=== SHORT TASK ===
Return, character for character, the lines of the listing below, from the line containing "[Batch job #auto] Object class: dirt" through the line containing "88;70;211;349", including both of those lines.

=== RECORDED DATA ===

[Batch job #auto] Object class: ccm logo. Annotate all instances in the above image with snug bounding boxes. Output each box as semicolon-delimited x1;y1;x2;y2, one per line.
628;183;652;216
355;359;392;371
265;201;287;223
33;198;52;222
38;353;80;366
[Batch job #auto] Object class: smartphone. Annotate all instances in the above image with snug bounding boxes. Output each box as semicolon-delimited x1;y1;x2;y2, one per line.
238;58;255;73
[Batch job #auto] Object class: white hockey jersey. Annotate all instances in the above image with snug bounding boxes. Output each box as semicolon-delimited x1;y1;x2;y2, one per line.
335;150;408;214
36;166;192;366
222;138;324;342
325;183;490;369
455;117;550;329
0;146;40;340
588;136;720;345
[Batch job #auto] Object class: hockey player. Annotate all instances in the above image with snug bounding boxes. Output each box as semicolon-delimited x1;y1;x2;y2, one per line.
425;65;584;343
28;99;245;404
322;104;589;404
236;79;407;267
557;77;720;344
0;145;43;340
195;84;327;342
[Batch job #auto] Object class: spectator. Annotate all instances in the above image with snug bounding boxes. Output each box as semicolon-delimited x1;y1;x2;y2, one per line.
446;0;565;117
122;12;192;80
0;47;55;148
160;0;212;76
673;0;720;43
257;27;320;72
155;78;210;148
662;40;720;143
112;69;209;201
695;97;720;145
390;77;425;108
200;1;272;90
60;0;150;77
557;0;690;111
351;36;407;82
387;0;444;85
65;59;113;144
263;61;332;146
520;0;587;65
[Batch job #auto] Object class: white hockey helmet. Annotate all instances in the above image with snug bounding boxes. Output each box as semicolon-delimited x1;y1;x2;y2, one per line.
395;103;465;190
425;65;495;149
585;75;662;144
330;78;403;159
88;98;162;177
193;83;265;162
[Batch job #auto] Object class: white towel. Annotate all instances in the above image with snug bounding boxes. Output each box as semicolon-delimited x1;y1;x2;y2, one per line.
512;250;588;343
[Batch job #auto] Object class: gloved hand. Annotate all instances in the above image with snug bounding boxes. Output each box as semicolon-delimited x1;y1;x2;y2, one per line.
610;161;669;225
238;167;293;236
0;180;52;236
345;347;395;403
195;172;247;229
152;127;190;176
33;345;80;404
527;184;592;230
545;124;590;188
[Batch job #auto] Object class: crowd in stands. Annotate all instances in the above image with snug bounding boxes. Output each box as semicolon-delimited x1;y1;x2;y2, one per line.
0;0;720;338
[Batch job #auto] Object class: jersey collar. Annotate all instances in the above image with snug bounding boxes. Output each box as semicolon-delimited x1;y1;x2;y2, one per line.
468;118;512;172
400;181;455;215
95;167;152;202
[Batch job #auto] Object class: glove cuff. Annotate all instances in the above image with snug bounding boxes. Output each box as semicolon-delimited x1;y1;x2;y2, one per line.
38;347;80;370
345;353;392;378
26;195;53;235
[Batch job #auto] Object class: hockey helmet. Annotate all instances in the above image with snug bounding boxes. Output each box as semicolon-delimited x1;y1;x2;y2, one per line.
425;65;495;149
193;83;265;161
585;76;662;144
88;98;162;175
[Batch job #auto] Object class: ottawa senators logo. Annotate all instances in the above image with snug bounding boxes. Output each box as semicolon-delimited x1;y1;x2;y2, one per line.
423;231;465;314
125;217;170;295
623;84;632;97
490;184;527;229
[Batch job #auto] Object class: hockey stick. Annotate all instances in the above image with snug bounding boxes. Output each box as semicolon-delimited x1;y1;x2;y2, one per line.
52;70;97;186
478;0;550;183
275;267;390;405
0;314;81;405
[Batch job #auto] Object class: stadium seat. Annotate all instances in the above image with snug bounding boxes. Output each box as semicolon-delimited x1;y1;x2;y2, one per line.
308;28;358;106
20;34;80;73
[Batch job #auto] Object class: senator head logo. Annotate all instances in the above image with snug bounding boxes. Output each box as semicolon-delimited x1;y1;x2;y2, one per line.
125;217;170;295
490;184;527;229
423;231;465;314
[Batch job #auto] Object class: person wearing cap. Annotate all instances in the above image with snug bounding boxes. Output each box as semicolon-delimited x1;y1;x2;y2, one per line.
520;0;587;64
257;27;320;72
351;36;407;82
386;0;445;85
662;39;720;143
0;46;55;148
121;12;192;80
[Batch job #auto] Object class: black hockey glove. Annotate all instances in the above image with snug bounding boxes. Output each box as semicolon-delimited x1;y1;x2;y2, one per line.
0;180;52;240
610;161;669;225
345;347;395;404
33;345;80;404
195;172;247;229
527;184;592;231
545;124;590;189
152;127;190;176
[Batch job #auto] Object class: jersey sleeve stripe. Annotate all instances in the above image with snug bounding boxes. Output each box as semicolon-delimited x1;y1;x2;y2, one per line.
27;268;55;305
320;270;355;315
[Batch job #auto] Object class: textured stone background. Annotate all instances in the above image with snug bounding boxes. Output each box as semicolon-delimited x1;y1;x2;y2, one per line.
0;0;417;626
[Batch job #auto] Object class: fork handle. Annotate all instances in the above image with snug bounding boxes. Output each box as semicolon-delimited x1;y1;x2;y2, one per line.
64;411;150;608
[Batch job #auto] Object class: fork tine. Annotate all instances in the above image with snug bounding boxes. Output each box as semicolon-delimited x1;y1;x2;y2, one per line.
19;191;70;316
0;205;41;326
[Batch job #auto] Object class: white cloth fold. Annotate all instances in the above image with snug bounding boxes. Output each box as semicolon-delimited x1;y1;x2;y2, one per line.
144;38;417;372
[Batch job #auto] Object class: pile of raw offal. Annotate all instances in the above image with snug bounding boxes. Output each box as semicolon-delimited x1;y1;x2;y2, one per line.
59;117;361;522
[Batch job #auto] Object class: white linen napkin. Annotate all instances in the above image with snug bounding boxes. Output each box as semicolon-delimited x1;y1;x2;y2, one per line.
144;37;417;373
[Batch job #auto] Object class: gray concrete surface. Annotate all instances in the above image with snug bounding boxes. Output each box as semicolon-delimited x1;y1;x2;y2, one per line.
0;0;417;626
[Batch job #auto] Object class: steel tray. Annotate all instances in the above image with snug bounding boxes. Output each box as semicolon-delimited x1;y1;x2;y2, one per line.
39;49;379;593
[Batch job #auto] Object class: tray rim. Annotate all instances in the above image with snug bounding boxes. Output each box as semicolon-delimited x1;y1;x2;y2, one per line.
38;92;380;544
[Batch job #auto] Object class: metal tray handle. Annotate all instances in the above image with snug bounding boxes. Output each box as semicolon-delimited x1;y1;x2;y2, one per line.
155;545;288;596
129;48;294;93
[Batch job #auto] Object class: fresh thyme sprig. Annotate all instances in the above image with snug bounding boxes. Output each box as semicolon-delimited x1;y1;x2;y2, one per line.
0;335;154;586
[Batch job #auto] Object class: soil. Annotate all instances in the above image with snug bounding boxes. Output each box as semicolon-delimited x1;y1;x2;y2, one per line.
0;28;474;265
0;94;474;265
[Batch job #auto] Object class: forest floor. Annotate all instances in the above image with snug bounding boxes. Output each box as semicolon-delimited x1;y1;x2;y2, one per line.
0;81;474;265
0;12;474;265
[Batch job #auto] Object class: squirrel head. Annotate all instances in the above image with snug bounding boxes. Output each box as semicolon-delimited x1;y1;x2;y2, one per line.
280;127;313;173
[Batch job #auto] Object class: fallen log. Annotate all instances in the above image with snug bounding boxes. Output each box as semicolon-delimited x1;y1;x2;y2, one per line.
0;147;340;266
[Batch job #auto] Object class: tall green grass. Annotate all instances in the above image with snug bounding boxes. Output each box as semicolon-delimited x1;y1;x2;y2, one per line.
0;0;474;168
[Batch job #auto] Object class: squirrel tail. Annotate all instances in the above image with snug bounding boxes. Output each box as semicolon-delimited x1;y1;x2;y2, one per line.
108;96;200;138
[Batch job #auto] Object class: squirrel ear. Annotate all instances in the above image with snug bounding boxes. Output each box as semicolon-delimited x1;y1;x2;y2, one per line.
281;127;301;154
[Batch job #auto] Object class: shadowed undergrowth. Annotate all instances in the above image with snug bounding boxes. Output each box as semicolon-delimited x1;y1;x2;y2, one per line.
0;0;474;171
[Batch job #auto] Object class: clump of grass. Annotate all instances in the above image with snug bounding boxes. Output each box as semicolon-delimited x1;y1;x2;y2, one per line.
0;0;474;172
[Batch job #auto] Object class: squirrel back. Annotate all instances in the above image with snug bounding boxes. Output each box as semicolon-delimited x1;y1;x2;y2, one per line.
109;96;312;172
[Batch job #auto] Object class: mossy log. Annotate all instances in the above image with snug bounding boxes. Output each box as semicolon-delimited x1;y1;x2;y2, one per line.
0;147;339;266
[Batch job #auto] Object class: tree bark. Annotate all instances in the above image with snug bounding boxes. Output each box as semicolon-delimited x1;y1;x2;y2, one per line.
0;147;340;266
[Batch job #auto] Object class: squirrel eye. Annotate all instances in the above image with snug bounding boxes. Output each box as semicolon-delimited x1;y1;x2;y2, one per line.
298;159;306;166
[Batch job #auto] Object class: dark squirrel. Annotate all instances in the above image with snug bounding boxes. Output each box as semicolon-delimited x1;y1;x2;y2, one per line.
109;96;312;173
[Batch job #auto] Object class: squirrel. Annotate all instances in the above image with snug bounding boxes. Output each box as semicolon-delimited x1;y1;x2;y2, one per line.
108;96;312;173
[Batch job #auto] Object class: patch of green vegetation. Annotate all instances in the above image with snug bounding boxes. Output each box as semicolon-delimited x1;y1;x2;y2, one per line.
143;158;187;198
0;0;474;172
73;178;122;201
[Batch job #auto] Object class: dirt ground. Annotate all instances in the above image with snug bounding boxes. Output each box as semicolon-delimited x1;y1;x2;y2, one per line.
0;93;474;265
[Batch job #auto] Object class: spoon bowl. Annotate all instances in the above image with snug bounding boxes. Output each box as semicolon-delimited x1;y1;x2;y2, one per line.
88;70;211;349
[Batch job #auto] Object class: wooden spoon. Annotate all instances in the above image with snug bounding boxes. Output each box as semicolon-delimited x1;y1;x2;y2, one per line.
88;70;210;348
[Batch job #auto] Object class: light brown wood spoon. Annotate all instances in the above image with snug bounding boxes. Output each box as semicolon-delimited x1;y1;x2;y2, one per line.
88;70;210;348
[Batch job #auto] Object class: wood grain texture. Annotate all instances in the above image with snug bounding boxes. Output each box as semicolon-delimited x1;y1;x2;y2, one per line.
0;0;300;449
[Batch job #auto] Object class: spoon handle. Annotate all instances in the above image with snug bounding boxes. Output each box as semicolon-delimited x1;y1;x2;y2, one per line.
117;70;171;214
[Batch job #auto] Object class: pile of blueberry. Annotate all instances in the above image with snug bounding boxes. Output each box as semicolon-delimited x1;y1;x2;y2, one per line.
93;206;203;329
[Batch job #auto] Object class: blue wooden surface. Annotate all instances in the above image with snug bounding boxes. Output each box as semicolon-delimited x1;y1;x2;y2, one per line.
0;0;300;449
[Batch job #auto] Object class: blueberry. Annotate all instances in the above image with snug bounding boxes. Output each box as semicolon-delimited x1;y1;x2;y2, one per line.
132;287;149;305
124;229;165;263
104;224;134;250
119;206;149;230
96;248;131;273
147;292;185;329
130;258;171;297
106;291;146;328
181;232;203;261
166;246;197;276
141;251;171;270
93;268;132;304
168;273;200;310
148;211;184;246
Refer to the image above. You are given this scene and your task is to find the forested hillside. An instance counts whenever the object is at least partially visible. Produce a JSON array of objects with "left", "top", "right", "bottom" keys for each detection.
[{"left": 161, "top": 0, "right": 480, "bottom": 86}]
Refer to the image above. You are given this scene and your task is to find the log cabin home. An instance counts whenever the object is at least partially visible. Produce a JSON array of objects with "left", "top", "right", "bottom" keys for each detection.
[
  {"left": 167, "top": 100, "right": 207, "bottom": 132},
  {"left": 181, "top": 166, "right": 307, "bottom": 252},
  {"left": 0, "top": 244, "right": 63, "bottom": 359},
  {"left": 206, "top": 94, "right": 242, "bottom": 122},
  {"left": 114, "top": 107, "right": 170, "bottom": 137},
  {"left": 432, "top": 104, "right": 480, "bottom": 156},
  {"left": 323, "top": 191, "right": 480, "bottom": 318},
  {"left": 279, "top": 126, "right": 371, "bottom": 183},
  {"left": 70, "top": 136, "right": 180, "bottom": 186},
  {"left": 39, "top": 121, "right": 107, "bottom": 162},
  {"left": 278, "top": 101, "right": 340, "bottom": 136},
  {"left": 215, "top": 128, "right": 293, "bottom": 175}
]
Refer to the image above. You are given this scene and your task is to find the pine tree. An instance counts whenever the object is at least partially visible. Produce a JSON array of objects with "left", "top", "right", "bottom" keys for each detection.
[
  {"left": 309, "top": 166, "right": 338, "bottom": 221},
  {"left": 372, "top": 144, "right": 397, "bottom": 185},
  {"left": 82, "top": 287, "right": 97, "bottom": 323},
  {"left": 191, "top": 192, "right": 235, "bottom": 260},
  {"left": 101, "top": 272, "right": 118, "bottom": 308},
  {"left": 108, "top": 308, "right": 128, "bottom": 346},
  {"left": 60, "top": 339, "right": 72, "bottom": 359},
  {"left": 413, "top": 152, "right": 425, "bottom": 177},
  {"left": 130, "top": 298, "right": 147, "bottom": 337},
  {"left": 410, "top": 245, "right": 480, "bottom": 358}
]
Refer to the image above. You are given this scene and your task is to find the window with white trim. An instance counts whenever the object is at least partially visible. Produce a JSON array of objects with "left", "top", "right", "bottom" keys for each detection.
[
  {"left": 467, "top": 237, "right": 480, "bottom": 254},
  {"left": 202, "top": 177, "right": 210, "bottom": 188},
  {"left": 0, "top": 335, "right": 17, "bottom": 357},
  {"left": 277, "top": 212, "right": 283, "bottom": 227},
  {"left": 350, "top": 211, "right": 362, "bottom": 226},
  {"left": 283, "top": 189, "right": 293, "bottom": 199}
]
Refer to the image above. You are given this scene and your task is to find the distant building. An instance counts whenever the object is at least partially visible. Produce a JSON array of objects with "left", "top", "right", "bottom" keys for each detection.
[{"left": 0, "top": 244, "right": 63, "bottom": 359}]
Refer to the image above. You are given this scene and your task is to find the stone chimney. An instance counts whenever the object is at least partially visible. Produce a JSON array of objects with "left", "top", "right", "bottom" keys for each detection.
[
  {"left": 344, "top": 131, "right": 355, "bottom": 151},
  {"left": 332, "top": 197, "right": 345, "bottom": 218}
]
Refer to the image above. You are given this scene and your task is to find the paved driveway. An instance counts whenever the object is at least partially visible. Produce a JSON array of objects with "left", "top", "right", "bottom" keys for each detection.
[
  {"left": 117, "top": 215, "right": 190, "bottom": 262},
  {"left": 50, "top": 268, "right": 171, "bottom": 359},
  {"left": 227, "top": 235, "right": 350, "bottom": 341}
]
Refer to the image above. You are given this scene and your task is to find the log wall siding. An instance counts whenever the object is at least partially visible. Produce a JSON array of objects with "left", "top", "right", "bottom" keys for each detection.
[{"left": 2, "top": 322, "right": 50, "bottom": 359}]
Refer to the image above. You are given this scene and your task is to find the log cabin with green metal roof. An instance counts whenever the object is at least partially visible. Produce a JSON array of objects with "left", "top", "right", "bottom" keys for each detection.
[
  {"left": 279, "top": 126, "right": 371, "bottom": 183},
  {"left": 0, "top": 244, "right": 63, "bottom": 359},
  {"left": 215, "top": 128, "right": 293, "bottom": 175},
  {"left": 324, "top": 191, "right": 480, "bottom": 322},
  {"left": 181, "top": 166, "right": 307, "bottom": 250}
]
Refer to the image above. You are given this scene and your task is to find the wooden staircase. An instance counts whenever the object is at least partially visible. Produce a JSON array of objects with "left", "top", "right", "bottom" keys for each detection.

=== SOLUTION TO THE PROBLEM ===
[Batch job #auto] Object class: dirt ground. Annotate all instances in the above image with snug bounding boxes. Output each box as semicolon-delimited x1;y1;x2;y2, one per line.
0;93;474;265
[Batch job #auto] Object class: spoon bowl. Annotate all instances in the above image with snug bounding boxes. Output each box as semicolon-delimited x1;y1;x2;y2, one per line.
88;70;211;349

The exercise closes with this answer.